DIRECTIONS FOR THIS TASK: Pictures do not belong in the copy; quote every entry below exactly.

PROVIDED MATERIAL:
%%

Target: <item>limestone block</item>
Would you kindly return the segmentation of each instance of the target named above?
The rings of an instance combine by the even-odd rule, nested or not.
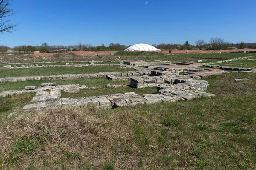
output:
[[[77,78],[78,79],[81,79],[81,78],[83,78],[83,74],[76,74],[77,76]]]
[[[25,79],[26,81],[32,81],[34,79],[34,76],[25,77]]]
[[[62,79],[62,75],[49,76],[49,80],[54,80],[60,79]]]
[[[32,103],[26,105],[22,108],[23,110],[43,110],[47,108],[44,102]]]
[[[88,79],[90,78],[90,76],[88,74],[83,74],[83,78],[85,78],[86,79]]]
[[[105,76],[103,73],[97,73],[95,74],[98,77],[104,77]]]
[[[120,77],[122,75],[121,73],[119,72],[111,72],[110,73],[116,77]]]
[[[35,76],[33,78],[33,80],[40,80],[40,76]]]
[[[36,88],[36,86],[34,85],[27,86],[25,87],[25,90],[35,90]]]
[[[3,79],[3,82],[16,82],[17,79],[12,77],[4,78]]]
[[[70,76],[69,74],[64,74],[62,75],[62,78],[63,79],[70,79]]]
[[[49,76],[41,76],[40,77],[40,79],[42,80],[49,80]]]
[[[180,97],[183,98],[186,100],[189,100],[195,98],[199,97],[198,96],[195,95],[179,95]]]
[[[126,77],[127,76],[127,73],[126,72],[122,72],[121,73],[121,76],[122,77]]]
[[[89,76],[90,78],[96,78],[97,77],[97,75],[94,74],[89,74]]]
[[[42,83],[41,84],[41,87],[46,87],[46,86],[53,86],[56,85],[55,82],[48,82],[47,83]]]
[[[17,82],[24,82],[26,81],[26,77],[17,77]]]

%%

ANSWER TO THIS TASK:
Target: <item>limestone block</item>
Would you kindly return the segmentation of each instance of the target named above?
The rings of an instance combine by the even-odd rule, nested or not.
output:
[[[77,78],[78,79],[81,79],[81,78],[83,78],[83,74],[76,74],[77,76]]]
[[[25,79],[26,81],[32,81],[34,79],[34,76],[25,77]]]
[[[62,79],[62,75],[49,76],[49,80],[54,80],[60,79]]]
[[[32,103],[26,105],[22,108],[23,110],[43,110],[47,108],[44,102]]]
[[[88,79],[90,78],[90,76],[88,74],[83,74],[83,78],[85,78],[86,79]]]
[[[105,76],[103,73],[97,73],[95,74],[98,77],[104,77]]]
[[[120,77],[122,75],[121,73],[119,72],[111,72],[110,73],[116,77]]]
[[[35,76],[33,78],[33,80],[40,80],[40,76]]]
[[[36,88],[36,86],[34,85],[27,86],[25,87],[25,90],[35,90]]]
[[[3,79],[3,82],[16,82],[17,79],[12,77],[4,78]]]
[[[70,76],[69,74],[64,74],[62,75],[62,78],[63,79],[70,79]]]
[[[49,76],[41,76],[40,77],[40,79],[42,80],[49,80]]]
[[[180,97],[183,98],[186,100],[189,100],[195,98],[199,97],[198,96],[195,95],[179,95]]]
[[[126,77],[127,76],[127,73],[126,72],[122,72],[121,73],[121,76],[122,77]]]
[[[89,76],[90,78],[96,78],[97,77],[97,75],[94,74],[89,74]]]
[[[42,83],[41,84],[41,87],[46,87],[46,86],[53,86],[56,85],[55,82],[48,82],[47,83]]]
[[[17,82],[24,82],[26,81],[26,77],[17,77]]]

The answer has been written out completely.